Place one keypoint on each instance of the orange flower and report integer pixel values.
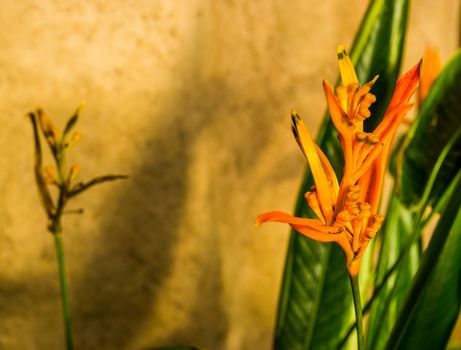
(346, 212)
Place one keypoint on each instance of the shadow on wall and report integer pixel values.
(122, 283)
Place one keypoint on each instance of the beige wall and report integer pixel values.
(191, 98)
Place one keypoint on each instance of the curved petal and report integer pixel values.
(309, 149)
(430, 69)
(405, 88)
(280, 216)
(346, 68)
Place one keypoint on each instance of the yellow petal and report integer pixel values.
(430, 69)
(346, 68)
(337, 113)
(330, 173)
(309, 148)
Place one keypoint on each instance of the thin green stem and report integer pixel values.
(358, 311)
(63, 285)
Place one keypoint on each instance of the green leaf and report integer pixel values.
(395, 234)
(433, 303)
(315, 301)
(72, 121)
(436, 123)
(80, 187)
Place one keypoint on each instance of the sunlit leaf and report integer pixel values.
(315, 288)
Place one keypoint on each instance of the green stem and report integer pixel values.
(358, 311)
(63, 285)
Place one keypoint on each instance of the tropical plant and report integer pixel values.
(411, 292)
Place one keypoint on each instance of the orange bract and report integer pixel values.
(346, 213)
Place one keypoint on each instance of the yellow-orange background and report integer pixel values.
(191, 98)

▬▬▬▬▬▬

- **EXERCISE DESCRIPTION**
Print the records above exactly as they stand, but leave out the pictures.

- **ANSWER TO THIS PROBLEM**
Place one keypoint on each instance of the orange flower and report integer pixel values.
(346, 212)
Place one keypoint on each instance of the shadow on wall and report integer pixel values.
(122, 283)
Place one keypoint on each instance of the beige wall and report integer pixel values.
(191, 98)
Place one keypoint on each instance of the curved petal and report integer pixel values.
(309, 149)
(430, 69)
(405, 88)
(280, 216)
(346, 68)
Place one keypoint on each instance of the yellow petal and report integer pixel values.
(430, 69)
(346, 68)
(337, 113)
(330, 173)
(309, 148)
Place one keypoint on each instance of the thin green stem and report integer pixel values.
(358, 311)
(63, 285)
Place one keypoint on each instance of the green leaf and report integer pixel values.
(395, 234)
(433, 303)
(315, 301)
(72, 121)
(436, 123)
(80, 187)
Place one keypoint on each instance of the sunlit leaf and report integer pixel values.
(315, 288)
Place one keypoint on each instance of the green stem and report integer pixel values.
(358, 311)
(63, 285)
Place one keypoint on each instance of the tropical plant and report integer pixel values.
(411, 292)
Place one keypoint on each instance of the orange bract and report integer pixel values.
(346, 213)
Place one keypoint on each instance of the yellow-orange background and report integer pixel values.
(191, 98)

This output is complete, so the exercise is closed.